Objective
Write out every line of the data below again, requests included, with each coordinate in the answers multiplied by 1.65 and rounded to a whole number, halves rounded up. Keep the sample coordinates in the requests unchanged, and leave the pictures out of your answer.

(Pointing records for named objects)
## begin

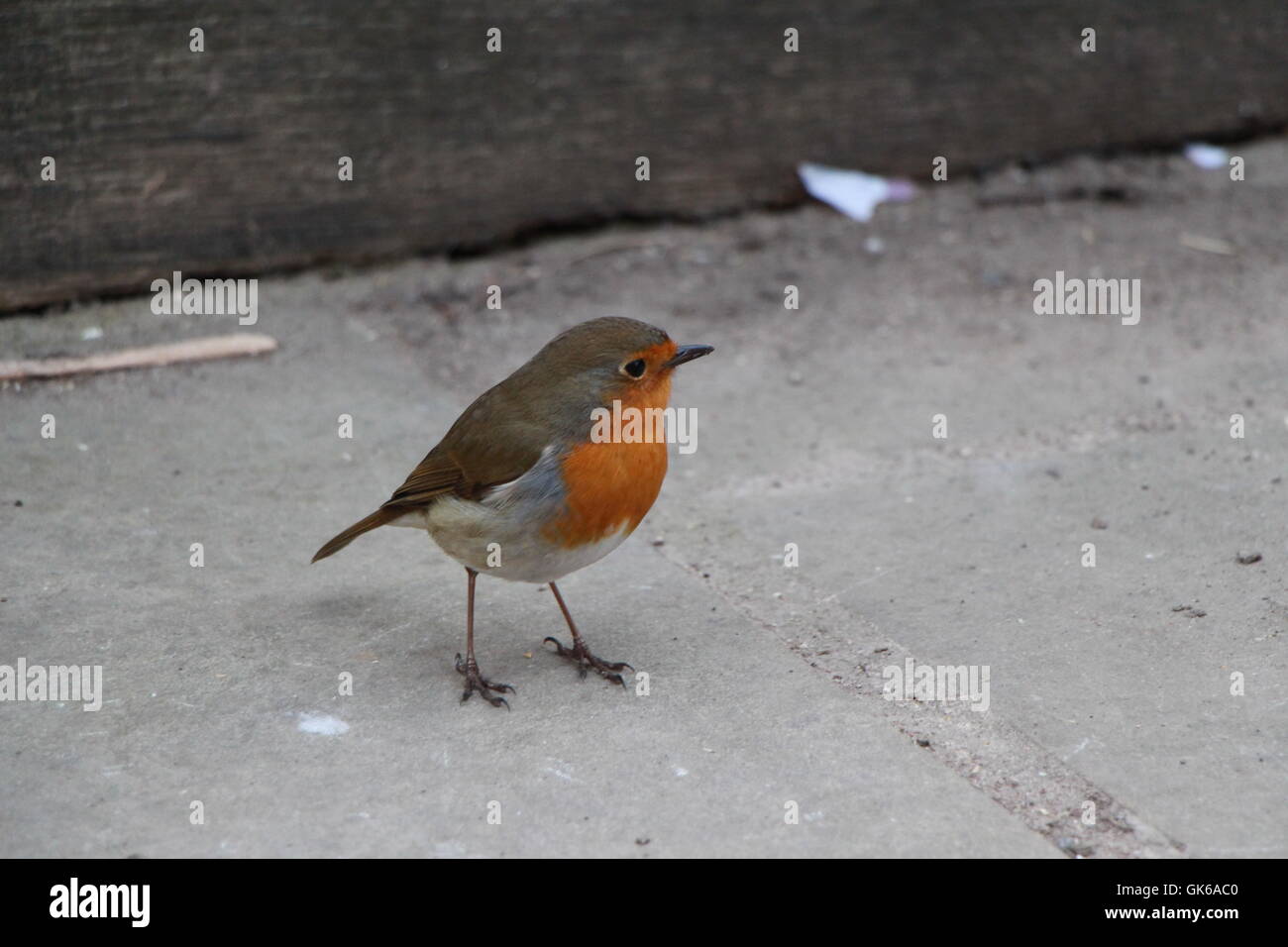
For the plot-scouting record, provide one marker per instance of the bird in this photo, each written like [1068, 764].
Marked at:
[529, 486]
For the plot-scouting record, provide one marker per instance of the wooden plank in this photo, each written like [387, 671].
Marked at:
[204, 350]
[224, 162]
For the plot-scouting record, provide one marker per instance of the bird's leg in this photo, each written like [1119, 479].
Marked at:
[580, 654]
[476, 682]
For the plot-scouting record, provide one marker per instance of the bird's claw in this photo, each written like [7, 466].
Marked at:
[477, 684]
[580, 654]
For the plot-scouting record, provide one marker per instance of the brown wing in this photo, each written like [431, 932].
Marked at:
[494, 441]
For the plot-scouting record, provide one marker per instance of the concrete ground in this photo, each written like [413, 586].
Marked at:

## end

Response
For the plot-scouting record, provide one marker per instance of the bird in this photo, each written like [1068, 764].
Marked at:
[873, 802]
For the plot-scouting record, provide one marker per instance of the wooden plank in this photo, each written like [387, 671].
Marked at:
[337, 578]
[370, 267]
For the plot-scouting record, provide one marker per instance of the bird's leg in this photo, each written like [1119, 479].
Marked at:
[957, 1079]
[785, 1125]
For the plot-scouting record, provide one marker per instance of the bird's claw in this photo, each written like [7, 466].
Marked at:
[787, 1129]
[957, 1079]
For the plot-scouting record, provide one marker per instance of the brown wing in this photo, each written like [431, 932].
Marked at:
[815, 728]
For the plot-scouting record, provide one marker per instance of the concrete ground in this photo, each written like [413, 586].
Marked at:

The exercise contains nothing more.